***** Passage
We see the effects of healthcare privatization today: the practices of UnitedHealthcare, a health insurance giant with a high rate of claim denials, likely drove an individual to the extreme measure of assassinating the CEO. However, lone wolf attacks on individuals do not solve the system-wide stripping of our access to healthcare and are not the solution to the issues we will continue to face under Trump.

As Trump’s Cabinet gears up to attack healthcare access and public safety, it’s up to us to respond using our collective power. We cannot accept these cuts! We must organize to defend our rights with our neighbors, classmates, and coworkers to force them to stop. We have done it in the past and will have to do it again. Our health and safety will have to be up to us.


The Triangle, North Carolina: The Storm of Evictions after Helene

It’s been a little over two months since Hurricane Helene caused immense destruction, killing over 100 people in North Carolina alone. In a region where many people’s livelihoods depended on the tourist industry that is now in shambles, what do people do when they can’t pay rent? Government assistance is available to some people, but nowhere near enough. As of mid-October, 225 new eviction cases were filed in Buncombe County. Even when people live in units that are unsafe or lack necessities, tenants in North Carolina don’t have the legal right to withhold rent.

Eviction moratoriums were passed during COVID; why not now? A hurricane may be a “natural disaster,” but the real disaster is a system that denies us basic resources, like shelter, that we need for survival.

Bay Area, California: Hiring Freeze for the Holidays

This article is based on the Speak Out Now healthcare newsletter at Kaiser and Highland Hospitals in Oakland, CA.

Alameda Health System (AHS, which includes Highland Hospital in Oakland) sent out an email last week that most new hiring will be deferred until the New Year. They gave a confusing explanation about their line of credit, which helps fund operations, being nearly maxed out. So now, as if the belt wasn’t tight enough, the administration is demanding workers tighten it even more.
**********
# Tasks and exercises
A: In the passage on healthcare cuts, evictions, and a hiring freeze, name everyone it says we must organize with to defend our rights.
B: Render this sentence from the passage on healthcare cuts, evictions, and a hiring freeze in Spanish: "As of mid-October, 225 new eviction cases were filed in Buncombe County."
C: Carry on the passage on healthcare cuts, evictions, and a hiring freeze from its final sentence.
***** Supplied entries
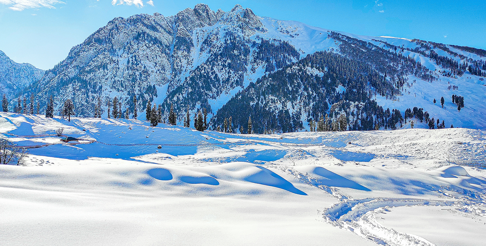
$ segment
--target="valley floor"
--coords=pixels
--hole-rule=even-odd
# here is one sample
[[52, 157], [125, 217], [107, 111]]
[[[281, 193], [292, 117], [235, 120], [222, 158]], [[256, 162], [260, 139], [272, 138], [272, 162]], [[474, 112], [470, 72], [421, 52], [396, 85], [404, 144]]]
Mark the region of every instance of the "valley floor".
[[240, 135], [0, 116], [4, 137], [39, 147], [0, 165], [2, 246], [486, 241], [481, 130]]

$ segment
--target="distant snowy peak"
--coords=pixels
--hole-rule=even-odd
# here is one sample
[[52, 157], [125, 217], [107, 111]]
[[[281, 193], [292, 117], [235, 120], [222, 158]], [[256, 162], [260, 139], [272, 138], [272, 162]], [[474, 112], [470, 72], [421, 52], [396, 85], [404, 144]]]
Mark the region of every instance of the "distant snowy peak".
[[31, 64], [12, 61], [0, 51], [0, 90], [9, 99], [40, 79], [44, 73], [44, 70]]
[[[93, 115], [93, 102], [97, 101], [98, 97], [103, 101], [104, 116], [106, 115], [108, 102], [115, 97], [121, 102], [122, 111], [128, 108], [131, 114], [136, 108], [139, 119], [145, 119], [145, 107], [149, 102], [152, 105], [157, 105], [162, 119], [165, 121], [172, 105], [180, 124], [188, 110], [193, 115], [197, 110], [206, 108], [210, 119], [239, 92], [246, 89], [244, 94], [254, 96], [247, 88], [250, 85], [253, 87], [259, 79], [268, 86], [267, 88], [257, 87], [261, 90], [259, 93], [273, 94], [279, 100], [282, 100], [284, 97], [279, 94], [281, 92], [275, 91], [272, 87], [275, 83], [262, 79], [268, 78], [272, 73], [278, 72], [309, 55], [322, 51], [339, 54], [354, 62], [359, 61], [362, 66], [368, 68], [367, 69], [376, 72], [373, 80], [380, 78], [379, 81], [376, 81], [378, 87], [360, 86], [356, 88], [367, 90], [360, 91], [359, 97], [374, 97], [378, 100], [377, 108], [383, 105], [386, 108], [389, 107], [390, 110], [396, 108], [404, 112], [407, 108], [403, 108], [404, 104], [400, 102], [408, 97], [410, 99], [407, 100], [418, 100], [420, 96], [420, 92], [411, 88], [416, 81], [416, 85], [424, 87], [436, 82], [437, 84], [434, 86], [436, 86], [437, 89], [447, 91], [443, 93], [447, 98], [451, 96], [448, 94], [463, 96], [468, 91], [477, 90], [475, 87], [473, 90], [467, 83], [485, 84], [486, 51], [418, 39], [374, 37], [335, 31], [298, 21], [259, 17], [251, 9], [239, 4], [227, 12], [221, 9], [215, 12], [201, 3], [170, 17], [156, 13], [153, 15], [142, 14], [128, 18], [114, 18], [82, 43], [73, 47], [68, 57], [47, 71], [45, 76], [30, 88], [26, 94], [36, 94], [41, 99], [41, 107], [44, 108], [46, 105], [43, 103], [47, 102], [52, 95], [57, 112], [66, 99], [70, 99], [76, 108], [76, 115], [86, 117]], [[315, 60], [312, 60], [312, 63], [320, 59], [314, 58]], [[301, 67], [315, 71], [313, 66], [306, 64]], [[316, 76], [322, 79], [326, 72], [323, 70], [314, 74], [299, 71], [309, 77], [312, 75], [312, 79], [317, 79]], [[280, 78], [278, 75], [272, 76]], [[329, 76], [335, 77], [332, 74]], [[463, 83], [466, 81], [467, 83]], [[320, 81], [319, 83], [326, 84], [324, 82]], [[347, 83], [341, 81], [335, 84], [339, 87]], [[392, 86], [387, 86], [387, 90], [381, 91], [385, 89], [382, 86], [384, 84], [382, 85], [382, 83]], [[439, 83], [441, 83], [440, 86]], [[286, 83], [281, 85], [287, 86]], [[458, 87], [460, 88], [458, 89]], [[284, 88], [280, 89], [283, 91]], [[304, 95], [302, 88], [291, 89], [296, 95]], [[341, 102], [343, 95], [351, 93], [350, 90], [325, 89], [310, 88], [312, 93], [332, 97], [319, 99], [323, 104], [325, 101], [330, 104], [329, 106], [316, 105], [312, 113], [314, 116], [318, 113], [325, 115], [322, 110], [330, 110], [334, 104], [343, 105], [355, 102], [348, 99], [347, 99], [347, 104]], [[270, 91], [272, 90], [274, 90]], [[328, 92], [325, 91], [326, 90]], [[374, 90], [381, 91], [378, 94], [384, 97], [383, 99], [377, 98]], [[411, 91], [413, 94], [411, 94]], [[432, 113], [433, 110], [429, 108], [435, 105], [430, 103], [430, 98], [438, 100], [443, 95], [439, 96], [432, 92], [426, 96], [422, 95], [420, 99], [422, 104], [414, 106]], [[133, 103], [134, 96], [138, 100], [136, 105]], [[267, 104], [266, 107], [261, 107], [262, 110], [271, 109], [275, 114], [281, 115], [291, 115], [298, 108], [300, 110], [300, 118], [297, 115], [284, 117], [291, 118], [295, 122], [293, 123], [293, 128], [288, 128], [296, 129], [294, 127], [295, 125], [300, 129], [308, 127], [306, 121], [310, 120], [311, 114], [307, 106], [295, 105], [297, 107], [292, 109], [288, 104], [274, 106], [273, 104], [276, 103], [273, 98], [269, 98], [265, 102], [258, 101], [256, 98], [253, 99], [256, 102]], [[295, 99], [287, 99], [290, 101]], [[363, 103], [366, 101], [354, 98], [352, 100]], [[253, 107], [245, 110], [254, 111], [254, 105], [248, 104], [248, 102], [243, 103]], [[393, 106], [390, 105], [391, 103], [394, 103]], [[304, 104], [310, 105], [307, 102], [302, 105]], [[351, 105], [356, 108], [353, 113], [363, 112], [358, 108], [358, 106], [361, 106], [359, 104], [355, 104]], [[232, 110], [234, 108], [226, 108], [226, 113], [233, 113]], [[350, 108], [343, 107], [343, 113]], [[463, 109], [462, 112], [468, 110]], [[478, 112], [473, 112], [475, 110]], [[482, 110], [482, 108], [477, 108], [471, 113], [481, 114]], [[453, 112], [450, 113], [447, 117], [450, 119], [447, 122], [453, 122], [456, 125], [464, 121], [452, 121], [451, 117], [456, 116], [452, 116], [455, 115]], [[437, 111], [434, 113], [439, 115], [442, 113]], [[242, 122], [247, 120], [247, 116], [242, 117]], [[213, 125], [219, 124], [220, 120], [224, 120], [225, 117], [218, 117], [217, 121], [215, 120], [218, 122], [215, 122]], [[361, 115], [353, 117], [355, 121], [369, 120]], [[448, 119], [441, 117], [441, 119]], [[475, 120], [470, 124], [477, 125], [478, 122]], [[369, 123], [364, 124], [374, 127]], [[359, 122], [354, 124], [358, 128], [364, 125]], [[278, 129], [281, 125], [278, 126]]]

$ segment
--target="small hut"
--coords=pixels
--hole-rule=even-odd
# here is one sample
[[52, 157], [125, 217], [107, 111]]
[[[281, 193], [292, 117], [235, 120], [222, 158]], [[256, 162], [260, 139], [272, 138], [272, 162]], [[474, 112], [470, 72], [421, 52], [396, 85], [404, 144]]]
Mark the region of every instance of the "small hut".
[[76, 138], [73, 138], [72, 137], [66, 137], [61, 140], [61, 141], [64, 142], [68, 142], [69, 141], [76, 141], [76, 142], [79, 142], [79, 140]]

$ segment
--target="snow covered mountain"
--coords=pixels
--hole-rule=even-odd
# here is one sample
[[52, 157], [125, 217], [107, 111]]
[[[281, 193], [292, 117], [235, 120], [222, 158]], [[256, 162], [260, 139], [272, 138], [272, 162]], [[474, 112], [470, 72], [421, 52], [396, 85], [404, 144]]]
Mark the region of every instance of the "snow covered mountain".
[[[314, 82], [329, 78], [330, 64], [315, 60], [312, 62], [322, 65], [316, 69], [302, 61], [306, 56], [323, 51], [337, 54], [337, 60], [347, 63], [335, 66], [336, 76], [331, 77], [339, 79], [312, 88], [309, 88], [309, 81], [300, 79], [298, 83], [294, 83], [295, 80], [275, 81], [284, 79], [279, 73], [295, 69]], [[199, 4], [171, 17], [156, 13], [114, 19], [73, 47], [68, 57], [47, 71], [28, 93], [37, 94], [41, 102], [52, 95], [58, 111], [66, 99], [72, 99], [77, 115], [81, 116], [94, 114], [93, 102], [99, 96], [105, 105], [114, 97], [120, 98], [122, 108], [129, 108], [131, 114], [134, 95], [138, 98], [136, 107], [142, 112], [140, 119], [144, 119], [148, 101], [160, 105], [164, 121], [173, 104], [180, 123], [188, 109], [191, 115], [203, 108], [208, 109], [210, 119], [216, 116], [210, 124], [213, 128], [232, 116], [238, 118], [232, 129], [245, 128], [251, 115], [256, 121], [257, 132], [270, 128], [278, 131], [309, 130], [311, 120], [331, 115], [333, 105], [339, 106], [340, 113], [332, 116], [345, 115], [347, 128], [351, 129], [371, 129], [377, 123], [381, 129], [410, 127], [405, 118], [410, 115], [405, 117], [404, 113], [414, 107], [417, 110], [413, 110], [412, 117], [417, 118], [416, 127], [429, 127], [429, 122], [415, 113], [418, 110], [427, 111], [430, 120], [440, 119], [439, 125], [444, 120], [447, 127], [484, 128], [486, 107], [476, 102], [486, 99], [485, 73], [486, 51], [480, 49], [358, 35], [258, 17], [239, 5], [225, 12]], [[266, 80], [270, 78], [273, 82]], [[263, 97], [262, 101], [252, 90], [257, 81], [285, 84], [297, 97], [255, 86], [261, 90], [260, 96], [271, 94], [276, 99]], [[350, 93], [355, 90], [356, 93]], [[253, 95], [235, 97], [234, 100], [240, 101], [227, 104], [239, 92]], [[306, 98], [317, 95], [325, 97], [318, 103]], [[452, 95], [464, 98], [460, 112], [452, 102]], [[254, 108], [257, 101], [259, 105], [268, 106]], [[376, 110], [362, 110], [367, 104], [376, 105]], [[230, 104], [252, 108], [241, 110]], [[382, 111], [385, 115], [389, 112], [389, 115], [380, 115]], [[393, 125], [389, 123], [392, 118]], [[267, 128], [269, 119], [276, 120], [270, 121]]]
[[17, 63], [0, 51], [0, 90], [8, 98], [40, 79], [44, 71], [28, 63]]

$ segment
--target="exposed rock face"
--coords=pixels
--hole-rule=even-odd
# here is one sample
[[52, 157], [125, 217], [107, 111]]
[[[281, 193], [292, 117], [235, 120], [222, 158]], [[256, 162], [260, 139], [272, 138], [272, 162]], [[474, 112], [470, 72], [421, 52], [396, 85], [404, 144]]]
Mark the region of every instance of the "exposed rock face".
[[0, 89], [11, 99], [33, 83], [40, 79], [44, 71], [28, 63], [17, 63], [0, 51]]

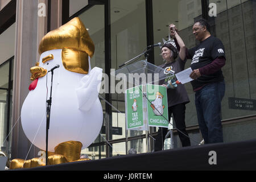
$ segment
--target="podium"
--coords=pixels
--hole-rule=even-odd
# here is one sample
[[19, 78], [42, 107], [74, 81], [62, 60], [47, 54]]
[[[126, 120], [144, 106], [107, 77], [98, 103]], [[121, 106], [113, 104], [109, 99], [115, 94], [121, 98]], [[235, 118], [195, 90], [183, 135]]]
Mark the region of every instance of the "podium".
[[[118, 78], [124, 79], [126, 84], [125, 93], [126, 131], [146, 131], [147, 152], [150, 152], [149, 127], [168, 127], [169, 124], [167, 89], [159, 85], [159, 81], [174, 76], [173, 72], [166, 72], [146, 59], [125, 65], [110, 73]], [[127, 142], [127, 134], [126, 137]], [[171, 143], [173, 148], [172, 131]], [[127, 150], [126, 146], [127, 154]]]

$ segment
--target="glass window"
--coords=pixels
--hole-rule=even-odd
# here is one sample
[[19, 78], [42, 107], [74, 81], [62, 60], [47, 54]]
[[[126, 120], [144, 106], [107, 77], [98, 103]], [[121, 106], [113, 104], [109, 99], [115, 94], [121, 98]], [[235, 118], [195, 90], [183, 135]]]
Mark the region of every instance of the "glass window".
[[13, 61], [13, 58], [0, 65], [0, 150], [7, 154], [10, 154], [10, 140], [6, 137], [11, 128], [13, 90], [12, 86], [9, 87], [9, 82], [12, 82], [12, 80], [9, 80], [12, 75], [9, 70]]
[[[116, 70], [123, 63], [141, 54], [147, 47], [146, 5], [144, 0], [112, 0], [110, 6], [111, 67]], [[142, 56], [139, 59], [144, 57]], [[119, 81], [115, 82], [117, 86]], [[122, 114], [117, 114], [112, 108], [112, 126], [121, 128], [122, 135], [113, 134], [112, 139], [126, 137], [125, 94], [123, 92], [117, 93], [117, 89], [112, 94], [112, 104]], [[143, 133], [145, 132], [143, 131], [129, 130], [127, 136]], [[125, 153], [125, 144], [122, 146]]]
[[[174, 24], [179, 34], [188, 48], [196, 46], [196, 40], [192, 31], [195, 20], [201, 18], [201, 1], [153, 1], [153, 22], [154, 42], [167, 40], [170, 34], [169, 25]], [[164, 63], [159, 47], [154, 49], [155, 64]], [[190, 60], [187, 60], [185, 68], [190, 67]], [[197, 125], [197, 118], [195, 107], [194, 92], [189, 83], [185, 84], [190, 102], [186, 105], [185, 123], [187, 126]], [[200, 142], [200, 141], [199, 141]]]
[[[90, 59], [90, 67], [92, 69], [97, 67], [103, 69], [105, 73], [105, 36], [104, 36], [104, 5], [94, 5], [81, 14], [79, 17], [81, 19], [88, 33], [92, 38], [95, 46], [94, 54]], [[93, 18], [92, 18], [93, 17]], [[105, 93], [101, 93], [101, 96], [105, 98]], [[105, 102], [100, 98], [103, 109], [103, 125], [100, 134], [94, 143], [105, 141], [106, 138], [105, 132]], [[103, 147], [103, 148], [102, 148]], [[104, 150], [103, 150], [104, 149]], [[96, 159], [106, 156], [105, 146], [89, 147], [82, 150], [82, 153], [88, 154], [88, 156], [94, 156]]]
[[69, 1], [69, 17], [88, 5], [88, 0]]

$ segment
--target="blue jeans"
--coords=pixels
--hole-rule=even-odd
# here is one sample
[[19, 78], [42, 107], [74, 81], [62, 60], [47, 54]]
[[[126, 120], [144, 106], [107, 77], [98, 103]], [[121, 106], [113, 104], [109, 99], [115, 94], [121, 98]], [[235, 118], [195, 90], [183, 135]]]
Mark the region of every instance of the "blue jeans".
[[205, 143], [223, 142], [221, 100], [224, 94], [224, 81], [208, 84], [196, 92], [198, 123]]

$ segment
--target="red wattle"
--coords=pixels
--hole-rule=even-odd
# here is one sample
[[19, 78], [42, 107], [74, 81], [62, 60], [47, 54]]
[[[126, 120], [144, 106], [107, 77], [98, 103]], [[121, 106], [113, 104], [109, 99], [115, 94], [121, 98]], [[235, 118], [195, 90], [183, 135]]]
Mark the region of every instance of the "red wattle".
[[33, 90], [35, 89], [36, 85], [38, 84], [38, 78], [36, 78], [30, 85], [30, 86], [28, 87], [28, 90], [30, 90], [30, 91]]

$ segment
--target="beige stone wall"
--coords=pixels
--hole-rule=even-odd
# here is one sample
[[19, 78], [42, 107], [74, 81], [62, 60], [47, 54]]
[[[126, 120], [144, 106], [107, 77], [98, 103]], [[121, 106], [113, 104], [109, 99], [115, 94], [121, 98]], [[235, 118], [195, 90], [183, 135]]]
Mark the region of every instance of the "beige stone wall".
[[11, 0], [0, 0], [0, 10], [8, 4]]

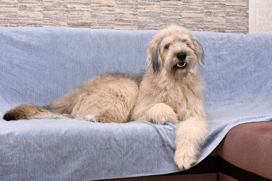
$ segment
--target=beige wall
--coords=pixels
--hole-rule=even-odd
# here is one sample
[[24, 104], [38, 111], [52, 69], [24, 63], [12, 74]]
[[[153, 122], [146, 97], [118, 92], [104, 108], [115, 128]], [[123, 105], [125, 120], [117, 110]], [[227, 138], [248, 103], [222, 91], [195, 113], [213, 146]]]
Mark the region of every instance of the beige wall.
[[0, 26], [248, 32], [248, 0], [0, 0]]
[[249, 33], [272, 33], [272, 1], [249, 0]]

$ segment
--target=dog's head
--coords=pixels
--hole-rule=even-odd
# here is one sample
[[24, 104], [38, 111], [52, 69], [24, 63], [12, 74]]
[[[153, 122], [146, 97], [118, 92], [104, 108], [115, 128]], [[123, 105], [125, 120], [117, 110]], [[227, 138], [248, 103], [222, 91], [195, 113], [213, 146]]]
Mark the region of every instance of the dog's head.
[[187, 29], [171, 26], [159, 30], [148, 51], [148, 68], [157, 74], [161, 71], [180, 79], [197, 71], [203, 65], [204, 52], [199, 41]]

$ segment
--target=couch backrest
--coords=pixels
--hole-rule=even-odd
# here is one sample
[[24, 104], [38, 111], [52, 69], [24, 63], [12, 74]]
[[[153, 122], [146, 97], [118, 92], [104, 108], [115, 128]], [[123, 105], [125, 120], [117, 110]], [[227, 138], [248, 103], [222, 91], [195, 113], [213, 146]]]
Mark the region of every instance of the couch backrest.
[[[0, 28], [0, 99], [8, 107], [45, 105], [96, 74], [140, 72], [155, 33]], [[205, 52], [199, 70], [209, 109], [229, 107], [237, 99], [241, 105], [252, 103], [252, 97], [258, 105], [271, 100], [272, 35], [192, 33]]]

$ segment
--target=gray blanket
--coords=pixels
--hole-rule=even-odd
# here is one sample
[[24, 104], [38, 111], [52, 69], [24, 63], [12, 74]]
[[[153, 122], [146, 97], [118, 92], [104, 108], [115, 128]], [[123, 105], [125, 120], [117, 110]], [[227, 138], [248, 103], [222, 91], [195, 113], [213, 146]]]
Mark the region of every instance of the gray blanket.
[[[20, 104], [46, 105], [97, 73], [140, 72], [154, 33], [0, 28], [1, 117]], [[206, 54], [199, 69], [211, 120], [197, 164], [234, 126], [272, 120], [272, 35], [192, 33]], [[178, 171], [175, 129], [141, 120], [0, 119], [0, 180], [90, 180]]]

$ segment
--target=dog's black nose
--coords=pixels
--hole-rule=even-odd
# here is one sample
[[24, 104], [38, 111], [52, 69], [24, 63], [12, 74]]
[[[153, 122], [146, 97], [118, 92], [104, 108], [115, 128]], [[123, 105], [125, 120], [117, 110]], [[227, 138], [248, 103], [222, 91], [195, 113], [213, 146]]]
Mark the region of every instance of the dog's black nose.
[[180, 61], [184, 60], [187, 54], [185, 52], [181, 52], [177, 53], [177, 58]]

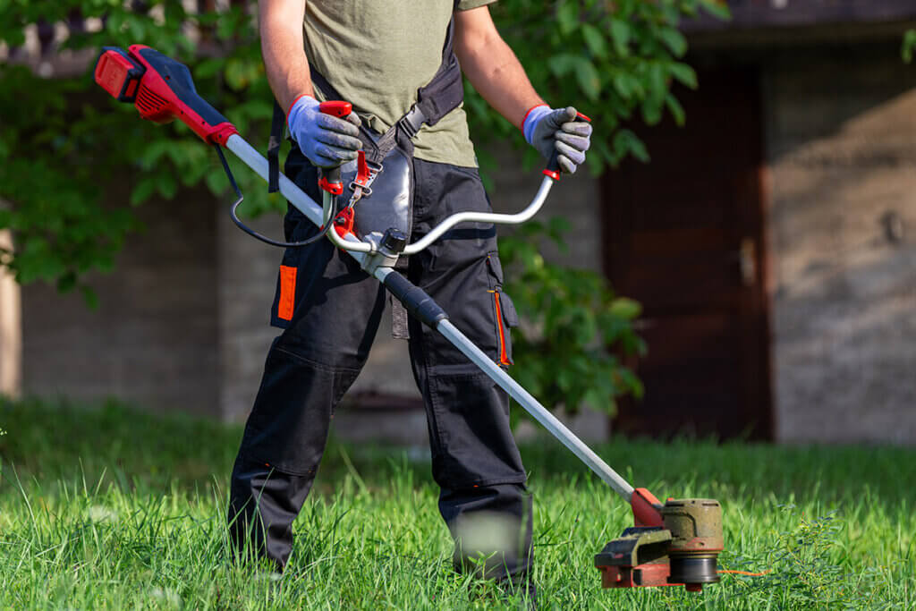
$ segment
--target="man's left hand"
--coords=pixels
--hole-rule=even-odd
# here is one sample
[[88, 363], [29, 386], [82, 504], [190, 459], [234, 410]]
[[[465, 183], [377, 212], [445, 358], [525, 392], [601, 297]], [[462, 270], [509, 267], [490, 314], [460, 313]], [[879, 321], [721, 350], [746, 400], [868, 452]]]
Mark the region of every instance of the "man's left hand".
[[529, 144], [546, 159], [556, 150], [560, 169], [568, 174], [584, 163], [585, 151], [592, 143], [592, 125], [576, 121], [577, 115], [572, 106], [553, 109], [543, 104], [529, 110], [522, 125]]

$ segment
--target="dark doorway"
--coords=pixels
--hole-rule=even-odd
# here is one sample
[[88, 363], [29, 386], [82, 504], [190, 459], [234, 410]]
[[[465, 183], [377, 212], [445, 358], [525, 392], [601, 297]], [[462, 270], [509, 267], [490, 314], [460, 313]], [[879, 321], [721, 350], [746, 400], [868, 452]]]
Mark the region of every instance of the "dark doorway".
[[644, 308], [641, 400], [616, 431], [772, 438], [759, 74], [700, 74], [687, 123], [642, 129], [652, 159], [603, 185], [605, 268]]

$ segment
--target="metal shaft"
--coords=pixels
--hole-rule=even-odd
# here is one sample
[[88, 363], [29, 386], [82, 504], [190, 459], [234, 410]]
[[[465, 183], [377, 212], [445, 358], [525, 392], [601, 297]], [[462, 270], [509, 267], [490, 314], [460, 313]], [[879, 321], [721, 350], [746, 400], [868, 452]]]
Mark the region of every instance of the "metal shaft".
[[[234, 135], [226, 141], [226, 148], [234, 153], [249, 168], [254, 169], [261, 178], [267, 179], [267, 160], [253, 148], [242, 136]], [[301, 189], [297, 187], [292, 180], [283, 174], [279, 177], [280, 192], [289, 202], [298, 208], [309, 220], [315, 224], [322, 223], [322, 207], [315, 203]], [[546, 192], [544, 193], [546, 196]], [[363, 253], [351, 252], [354, 258], [361, 264], [365, 258]], [[373, 276], [380, 281], [392, 273], [389, 267], [379, 267]], [[592, 471], [598, 475], [601, 479], [607, 483], [615, 492], [620, 495], [627, 503], [633, 496], [633, 486], [620, 476], [607, 463], [603, 461], [598, 454], [594, 453], [591, 448], [585, 445], [581, 439], [561, 422], [556, 416], [551, 414], [547, 408], [542, 406], [538, 399], [531, 396], [525, 388], [507, 374], [493, 359], [486, 355], [480, 348], [475, 346], [471, 340], [459, 331], [448, 320], [440, 321], [436, 325], [436, 330], [458, 348], [465, 356], [471, 359], [484, 373], [490, 376], [501, 388], [518, 402], [531, 416], [547, 429], [551, 435], [559, 439], [563, 445], [570, 449], [579, 459], [584, 463]]]

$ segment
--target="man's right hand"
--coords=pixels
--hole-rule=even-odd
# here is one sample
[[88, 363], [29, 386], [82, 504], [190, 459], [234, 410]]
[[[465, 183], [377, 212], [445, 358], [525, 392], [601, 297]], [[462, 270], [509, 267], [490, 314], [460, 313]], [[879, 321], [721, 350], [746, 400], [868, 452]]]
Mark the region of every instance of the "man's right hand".
[[302, 154], [319, 168], [334, 168], [356, 158], [363, 147], [359, 136], [359, 117], [350, 113], [346, 119], [324, 115], [318, 100], [301, 95], [292, 103], [287, 125], [292, 139]]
**********
# Outputs in order
A: Neighbors, classmates, coworkers

B: A mediados de octubre, se habían presentado 225 nuevos casos de desalojo en el condado de Buncombe.

C:
How can it be that in one of the biggest counties, in one of the wealthiest states, in the wealthiest country, there aren’t enough funds to provide for the health needs of the highest risk population? How is healthcare not a basic priority that is always funded adequately?

Baltimore, Maryland: Sanitation Workers Speak Out

Two trash collection workers at Baltimore’s Department of Public Works (DPW) have died on the job from unsafe working conditions in 2024. Recent investigations have exposed how dangerous and undignified it is to work at DPW; there is often no access to water, air conditioning, or bathroom breaks. On December 5, another DPW worker suffered severe injuries on the job.

Now, a few DPW workers are stepping up to resist the hazards that the city forces on them. Workers, their families, and local supporters came together to speak out in front of City Hall and again at the Mayor’s Christmas Parade. Their demands include adequate safety equipment and procedures, improved working conditions, and fair wages.

We shouldn’t accept that Baltimore’s government risks the lives of its most essential workers. We must support workers everywhere standing up and speaking out against injustices!

Newark, New Jersey: Drought in NJ!

In the summer and fall of 2024, New Jersey/New York area faced the worst drought since the 1890s, when recorded rainfall records began. Few rainy days this summer, combined with above average temperatures, put the entire northeastern U.S. in moderate drought conditions, while most of New Jersey and southern New York State have remained in severe drought. Reservoirs in New York and north Jersey are well below normal levels. This summer and fall, New Jersey alone has experienced an estimated 500 wildfires. A few burned for weeks and forced hundreds of evacuations.

These conditions aren’t normal. Things will get worse unless we take action to stop the climate problem at its root.